→ **Goal of the exercise**
Transcribe verbatim the span of lines that opens with the line containing "One keypoint belongs to every instance. Tag the sink" and closes with the last line of the data below.

──────── Exercise data ────────

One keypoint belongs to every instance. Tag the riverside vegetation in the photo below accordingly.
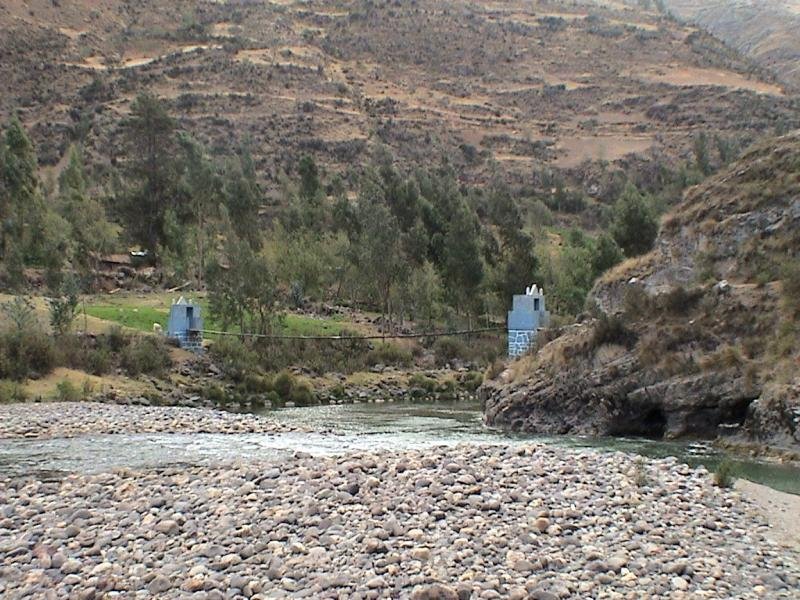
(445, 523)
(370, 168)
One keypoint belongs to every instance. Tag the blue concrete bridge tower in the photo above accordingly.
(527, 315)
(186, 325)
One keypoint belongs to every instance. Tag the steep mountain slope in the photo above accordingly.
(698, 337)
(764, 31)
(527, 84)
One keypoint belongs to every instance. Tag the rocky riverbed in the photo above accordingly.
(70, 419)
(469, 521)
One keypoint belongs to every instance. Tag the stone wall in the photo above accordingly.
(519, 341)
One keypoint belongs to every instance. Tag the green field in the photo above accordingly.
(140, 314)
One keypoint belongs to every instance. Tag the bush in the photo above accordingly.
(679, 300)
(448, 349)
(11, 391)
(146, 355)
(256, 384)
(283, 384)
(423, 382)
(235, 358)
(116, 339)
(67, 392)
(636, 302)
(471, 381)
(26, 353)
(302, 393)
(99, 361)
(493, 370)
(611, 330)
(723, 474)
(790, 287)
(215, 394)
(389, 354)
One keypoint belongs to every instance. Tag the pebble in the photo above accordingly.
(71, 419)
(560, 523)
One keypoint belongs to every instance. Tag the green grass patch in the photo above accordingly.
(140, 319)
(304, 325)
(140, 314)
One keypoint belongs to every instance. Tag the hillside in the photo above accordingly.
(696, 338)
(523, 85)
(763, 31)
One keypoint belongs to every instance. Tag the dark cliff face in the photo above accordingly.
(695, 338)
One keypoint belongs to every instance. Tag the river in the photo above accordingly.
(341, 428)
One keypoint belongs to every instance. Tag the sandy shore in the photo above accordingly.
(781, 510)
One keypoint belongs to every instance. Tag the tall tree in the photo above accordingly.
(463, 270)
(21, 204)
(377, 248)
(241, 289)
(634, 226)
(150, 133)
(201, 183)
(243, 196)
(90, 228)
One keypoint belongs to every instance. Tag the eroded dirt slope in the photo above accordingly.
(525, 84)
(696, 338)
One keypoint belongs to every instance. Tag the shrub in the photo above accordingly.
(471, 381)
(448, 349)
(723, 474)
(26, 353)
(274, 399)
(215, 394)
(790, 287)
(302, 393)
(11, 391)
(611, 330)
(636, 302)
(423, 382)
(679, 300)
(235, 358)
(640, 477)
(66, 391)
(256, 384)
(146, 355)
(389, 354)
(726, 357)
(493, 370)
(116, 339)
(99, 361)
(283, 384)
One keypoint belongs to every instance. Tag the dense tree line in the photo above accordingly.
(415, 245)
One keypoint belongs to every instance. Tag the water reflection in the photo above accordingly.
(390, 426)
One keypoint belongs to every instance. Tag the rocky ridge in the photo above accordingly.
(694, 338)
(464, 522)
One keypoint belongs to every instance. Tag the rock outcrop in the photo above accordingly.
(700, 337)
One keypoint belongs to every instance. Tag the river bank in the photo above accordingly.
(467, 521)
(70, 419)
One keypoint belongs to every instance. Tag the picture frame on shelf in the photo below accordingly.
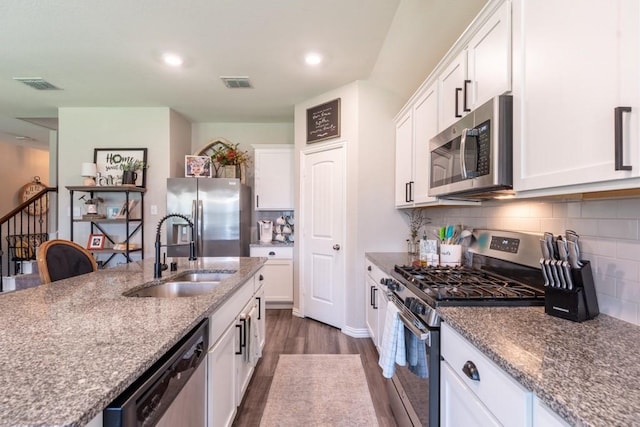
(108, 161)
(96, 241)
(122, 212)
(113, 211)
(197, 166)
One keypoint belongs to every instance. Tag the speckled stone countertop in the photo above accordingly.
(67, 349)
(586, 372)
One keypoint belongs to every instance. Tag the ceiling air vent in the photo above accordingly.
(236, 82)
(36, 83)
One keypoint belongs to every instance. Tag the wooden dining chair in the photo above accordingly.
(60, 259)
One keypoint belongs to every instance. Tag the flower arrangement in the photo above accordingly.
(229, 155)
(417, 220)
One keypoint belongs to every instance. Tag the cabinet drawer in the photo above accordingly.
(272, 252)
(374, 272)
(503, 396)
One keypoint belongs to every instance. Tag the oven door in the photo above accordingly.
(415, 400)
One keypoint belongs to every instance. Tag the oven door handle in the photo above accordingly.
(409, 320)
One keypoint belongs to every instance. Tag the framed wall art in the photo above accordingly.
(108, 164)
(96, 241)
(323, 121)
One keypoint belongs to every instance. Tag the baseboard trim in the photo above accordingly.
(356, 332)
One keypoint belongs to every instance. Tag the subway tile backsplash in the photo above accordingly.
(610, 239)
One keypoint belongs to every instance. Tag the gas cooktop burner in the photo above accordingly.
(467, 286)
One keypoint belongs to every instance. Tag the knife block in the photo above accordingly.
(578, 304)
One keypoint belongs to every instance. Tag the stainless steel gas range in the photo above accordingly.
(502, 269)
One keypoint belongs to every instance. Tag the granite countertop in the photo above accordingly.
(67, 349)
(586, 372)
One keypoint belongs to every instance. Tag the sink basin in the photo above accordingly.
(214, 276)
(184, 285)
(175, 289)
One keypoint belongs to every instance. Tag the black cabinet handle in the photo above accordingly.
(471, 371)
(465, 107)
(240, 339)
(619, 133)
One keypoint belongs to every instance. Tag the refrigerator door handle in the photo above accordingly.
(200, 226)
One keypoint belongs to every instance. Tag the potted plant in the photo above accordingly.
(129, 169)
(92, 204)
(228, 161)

────────

→ **Task result**
One keypoint belongs to every instance. Tag the sink basin in the photo above accordingly.
(214, 276)
(184, 285)
(175, 289)
One keypoint belongs to every instance. Tag the black cabinet handle in the photo above accordingly.
(471, 371)
(465, 107)
(240, 339)
(619, 133)
One keypoint belongs to every instance. Tag the refrigerator door handle in the photo above accordingly.
(200, 226)
One keypoint belongs to every instance. Tag the potted plant in the photo above accordingly.
(129, 169)
(92, 204)
(228, 161)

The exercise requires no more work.